** begin Text shown **

FUCHS: Had you known him previously?

WHITE: No, I hadn't. He had previously been in Congress.

FUCHS: Oh, you were introduced to him. I understood that you had introduced him at some meeting.


WHITE: No, this was later on. And I came to love and admire him. Vinson didn't know too much about international affairs, but he got along well with people and he had a certain shrewdness which is very helpful in international affairs, plus the fact that he had Will Clayton there, you see, as acting head of the American delegation, because Vinson was chairman of that inaugural meeting of the Bank and Fund; therefore he couldn't act as head of the American delegation. And he had Will Clayton who was a tremendous person.

FUCHS: I see, he acted as head of the delegation.

WHITE: That's right. Now, that brings us to the point of the first annual meeting of the International Bank and Monetary Fund. It was


held in Washington that same fall. By that time Fred Vinson had become Chief Justice of the Supreme Court by appointment by Harry Truman. And the Judge was so interested in the International Bank and Monetary Fund that -- at the Wardman Park was that...

** end Text shown **
** begin Source data **

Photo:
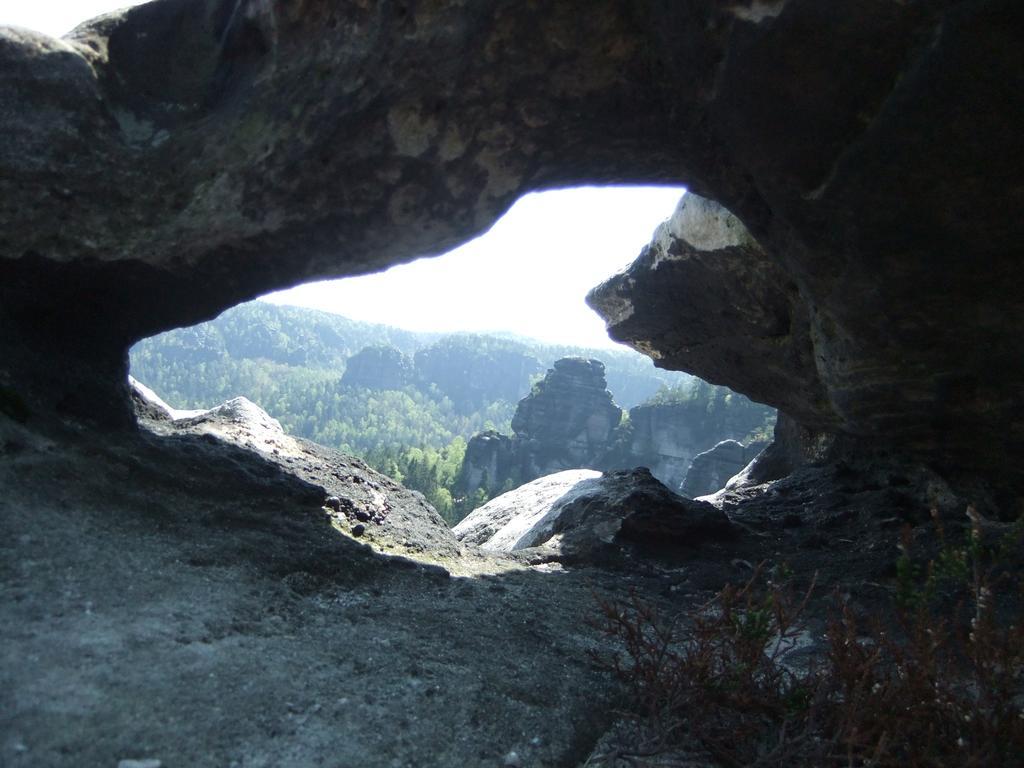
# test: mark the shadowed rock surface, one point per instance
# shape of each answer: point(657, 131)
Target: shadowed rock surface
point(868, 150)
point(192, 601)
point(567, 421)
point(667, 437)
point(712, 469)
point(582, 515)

** end Source data **

-- Problems --
A. Give the stretch of the interview from "FUCHS: Oh, you" through "of the delegation." again, substituting "team" for "delegation".
B. Rewrite every line of the records as a Markdown table with the columns Row and Line, numbering each row, skipping blank lines, and leaving the pictures out of the answer.
The records have no connection to the interview.

-- Written responses --
A.
FUCHS: Oh, you were introduced to him. I understood that you had introduced him at some meeting.


WHITE: No, this was later on. And I came to love and admire him. Vinson didn't know too much about international affairs, but he got along well with people and he had a certain shrewdness which is very helpful in international affairs, plus the fact that he had Will Clayton there, you see, as acting head of the American team, because Vinson was chairman of that inaugural meeting of the Bank and Fund; therefore he couldn't act as head of the American team. And he had Will Clayton who was a tremendous person.

FUCHS: I see, he acted as head of the team.

B.
| Row | Line |
|---|---|
| 1 | Photo: |
| 2 | # test: mark the shadowed rock surface, one point per instance |
| 3 | # shape of each answer: point(657, 131) |
| 4 | Target: shadowed rock surface |
| 5 | point(868, 150) |
| 6 | point(192, 601) |
| 7 | point(567, 421) |
| 8 | point(667, 437) |
| 9 | point(712, 469) |
| 10 | point(582, 515) |